(Region annotation entries)
++++++++++
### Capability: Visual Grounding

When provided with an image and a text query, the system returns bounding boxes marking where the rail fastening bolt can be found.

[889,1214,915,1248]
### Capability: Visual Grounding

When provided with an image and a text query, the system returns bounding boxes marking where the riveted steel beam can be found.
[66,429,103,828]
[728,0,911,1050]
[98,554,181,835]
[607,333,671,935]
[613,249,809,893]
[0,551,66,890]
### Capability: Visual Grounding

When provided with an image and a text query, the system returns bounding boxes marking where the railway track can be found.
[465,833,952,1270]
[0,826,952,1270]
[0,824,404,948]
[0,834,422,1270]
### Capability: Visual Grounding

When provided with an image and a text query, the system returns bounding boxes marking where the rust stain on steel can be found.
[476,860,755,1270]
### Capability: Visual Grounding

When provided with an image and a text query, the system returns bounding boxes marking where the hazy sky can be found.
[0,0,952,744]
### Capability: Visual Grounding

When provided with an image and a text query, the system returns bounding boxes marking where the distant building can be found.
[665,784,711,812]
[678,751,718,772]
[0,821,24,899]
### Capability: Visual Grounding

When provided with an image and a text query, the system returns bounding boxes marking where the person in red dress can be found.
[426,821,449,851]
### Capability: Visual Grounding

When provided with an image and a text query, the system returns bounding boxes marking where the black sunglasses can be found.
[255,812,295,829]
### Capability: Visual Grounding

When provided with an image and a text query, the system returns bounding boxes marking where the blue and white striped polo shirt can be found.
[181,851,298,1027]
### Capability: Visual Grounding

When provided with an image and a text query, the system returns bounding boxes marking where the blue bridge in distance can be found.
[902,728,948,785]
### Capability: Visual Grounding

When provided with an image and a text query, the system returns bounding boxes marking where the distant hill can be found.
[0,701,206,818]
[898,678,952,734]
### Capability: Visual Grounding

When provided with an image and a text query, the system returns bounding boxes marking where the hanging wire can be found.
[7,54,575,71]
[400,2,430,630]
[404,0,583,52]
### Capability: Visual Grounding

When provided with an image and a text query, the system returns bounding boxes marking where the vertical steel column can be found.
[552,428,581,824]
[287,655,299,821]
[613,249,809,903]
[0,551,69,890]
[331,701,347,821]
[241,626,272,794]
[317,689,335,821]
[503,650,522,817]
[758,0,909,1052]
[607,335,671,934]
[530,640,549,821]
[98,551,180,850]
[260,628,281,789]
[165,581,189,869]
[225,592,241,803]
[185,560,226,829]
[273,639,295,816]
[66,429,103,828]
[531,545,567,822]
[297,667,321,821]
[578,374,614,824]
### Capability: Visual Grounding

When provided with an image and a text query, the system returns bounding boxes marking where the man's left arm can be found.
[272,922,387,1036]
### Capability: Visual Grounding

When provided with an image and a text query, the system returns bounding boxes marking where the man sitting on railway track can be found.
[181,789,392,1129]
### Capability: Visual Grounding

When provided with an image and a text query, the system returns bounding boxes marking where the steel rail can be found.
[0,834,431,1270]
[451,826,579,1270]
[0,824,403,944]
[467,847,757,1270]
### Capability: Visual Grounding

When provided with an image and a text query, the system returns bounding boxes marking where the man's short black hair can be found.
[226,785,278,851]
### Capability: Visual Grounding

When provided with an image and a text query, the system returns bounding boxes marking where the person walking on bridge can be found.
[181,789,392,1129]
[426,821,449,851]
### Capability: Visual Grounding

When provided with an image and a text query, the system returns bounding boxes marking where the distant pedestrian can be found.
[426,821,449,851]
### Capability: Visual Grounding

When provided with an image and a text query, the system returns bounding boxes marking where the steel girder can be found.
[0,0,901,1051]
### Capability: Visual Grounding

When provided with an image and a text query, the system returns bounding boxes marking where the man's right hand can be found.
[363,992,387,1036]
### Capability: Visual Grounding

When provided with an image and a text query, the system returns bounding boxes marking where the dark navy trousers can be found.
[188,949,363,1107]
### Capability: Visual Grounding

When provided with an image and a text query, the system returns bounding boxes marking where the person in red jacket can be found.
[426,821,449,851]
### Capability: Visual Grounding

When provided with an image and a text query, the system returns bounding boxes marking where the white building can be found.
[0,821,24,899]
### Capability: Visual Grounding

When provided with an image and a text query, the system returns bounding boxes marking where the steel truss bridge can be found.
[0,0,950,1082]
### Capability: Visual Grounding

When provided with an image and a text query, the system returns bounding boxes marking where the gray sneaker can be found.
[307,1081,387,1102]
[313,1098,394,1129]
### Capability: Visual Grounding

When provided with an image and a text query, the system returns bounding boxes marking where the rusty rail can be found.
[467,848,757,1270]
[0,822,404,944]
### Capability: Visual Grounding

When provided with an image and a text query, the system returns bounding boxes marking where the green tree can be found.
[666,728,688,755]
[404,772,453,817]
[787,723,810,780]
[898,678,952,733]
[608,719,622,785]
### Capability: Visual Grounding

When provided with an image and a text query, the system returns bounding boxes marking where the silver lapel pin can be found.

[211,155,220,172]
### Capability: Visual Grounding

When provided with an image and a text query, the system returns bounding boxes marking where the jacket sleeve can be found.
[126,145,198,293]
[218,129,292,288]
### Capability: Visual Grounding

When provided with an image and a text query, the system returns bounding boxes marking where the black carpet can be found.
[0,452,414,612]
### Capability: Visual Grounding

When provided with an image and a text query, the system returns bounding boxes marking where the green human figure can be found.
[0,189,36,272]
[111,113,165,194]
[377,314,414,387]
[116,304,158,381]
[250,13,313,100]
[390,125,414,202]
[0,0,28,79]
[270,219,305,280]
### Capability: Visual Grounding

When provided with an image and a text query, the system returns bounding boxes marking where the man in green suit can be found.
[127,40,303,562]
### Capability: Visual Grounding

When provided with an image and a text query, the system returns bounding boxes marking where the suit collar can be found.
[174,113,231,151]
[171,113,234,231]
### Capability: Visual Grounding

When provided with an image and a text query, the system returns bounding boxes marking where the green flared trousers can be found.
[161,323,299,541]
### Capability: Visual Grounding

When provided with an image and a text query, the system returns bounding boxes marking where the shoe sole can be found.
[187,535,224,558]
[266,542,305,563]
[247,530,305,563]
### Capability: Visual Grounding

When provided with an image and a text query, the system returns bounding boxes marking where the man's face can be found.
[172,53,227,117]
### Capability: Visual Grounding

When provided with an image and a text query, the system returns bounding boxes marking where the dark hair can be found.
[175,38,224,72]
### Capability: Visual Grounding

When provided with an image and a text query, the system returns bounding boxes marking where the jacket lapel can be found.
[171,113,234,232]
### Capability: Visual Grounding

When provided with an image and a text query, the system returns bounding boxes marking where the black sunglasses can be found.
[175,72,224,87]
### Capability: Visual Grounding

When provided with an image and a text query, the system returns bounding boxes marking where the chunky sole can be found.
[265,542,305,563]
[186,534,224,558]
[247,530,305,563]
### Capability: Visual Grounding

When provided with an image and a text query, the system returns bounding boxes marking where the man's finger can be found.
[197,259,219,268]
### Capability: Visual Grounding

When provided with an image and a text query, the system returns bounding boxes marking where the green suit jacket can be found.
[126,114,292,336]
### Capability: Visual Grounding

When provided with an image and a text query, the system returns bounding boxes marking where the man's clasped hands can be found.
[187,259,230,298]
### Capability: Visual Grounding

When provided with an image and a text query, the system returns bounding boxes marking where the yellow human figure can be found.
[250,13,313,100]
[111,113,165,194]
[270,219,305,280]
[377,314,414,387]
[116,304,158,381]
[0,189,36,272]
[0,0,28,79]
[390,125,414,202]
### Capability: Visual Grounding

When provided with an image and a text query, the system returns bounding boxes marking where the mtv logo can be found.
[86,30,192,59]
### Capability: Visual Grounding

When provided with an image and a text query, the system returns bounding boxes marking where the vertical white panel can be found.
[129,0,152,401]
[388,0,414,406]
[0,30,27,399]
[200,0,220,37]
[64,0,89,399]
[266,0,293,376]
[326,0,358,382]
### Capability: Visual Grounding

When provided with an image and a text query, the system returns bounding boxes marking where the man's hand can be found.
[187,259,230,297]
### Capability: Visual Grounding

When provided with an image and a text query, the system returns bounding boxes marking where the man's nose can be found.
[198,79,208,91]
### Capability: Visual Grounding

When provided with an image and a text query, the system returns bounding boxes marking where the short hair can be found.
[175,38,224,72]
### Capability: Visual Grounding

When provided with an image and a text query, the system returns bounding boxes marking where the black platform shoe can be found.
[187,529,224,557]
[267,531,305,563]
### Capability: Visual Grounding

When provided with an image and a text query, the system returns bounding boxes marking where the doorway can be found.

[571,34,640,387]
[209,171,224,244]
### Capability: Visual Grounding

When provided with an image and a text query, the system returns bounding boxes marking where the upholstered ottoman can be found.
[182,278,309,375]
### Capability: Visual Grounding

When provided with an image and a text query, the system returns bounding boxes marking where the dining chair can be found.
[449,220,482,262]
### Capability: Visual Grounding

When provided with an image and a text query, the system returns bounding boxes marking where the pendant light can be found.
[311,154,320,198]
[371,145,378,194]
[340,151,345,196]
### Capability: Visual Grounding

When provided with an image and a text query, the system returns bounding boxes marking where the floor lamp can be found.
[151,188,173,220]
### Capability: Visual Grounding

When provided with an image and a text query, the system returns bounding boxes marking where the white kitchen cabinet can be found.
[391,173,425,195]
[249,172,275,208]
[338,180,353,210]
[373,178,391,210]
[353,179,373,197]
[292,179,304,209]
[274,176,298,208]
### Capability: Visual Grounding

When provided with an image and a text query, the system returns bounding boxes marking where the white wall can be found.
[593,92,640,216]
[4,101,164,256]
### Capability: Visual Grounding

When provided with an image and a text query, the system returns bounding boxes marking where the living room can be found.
++++++++++
Please extract every line of the data above that contains the string "suit". Case matters.

> _EXERCISE RESULT_
When provided with an image and a text query, the system returns bounding boxes marking where the man in green suit can be found.
When provided with an image and a text query, the system returns bounding boxes marking where the suit collar can be found.
When provided with an image and a text query, the system returns bounding boxes marking where the green suit jacket can be found.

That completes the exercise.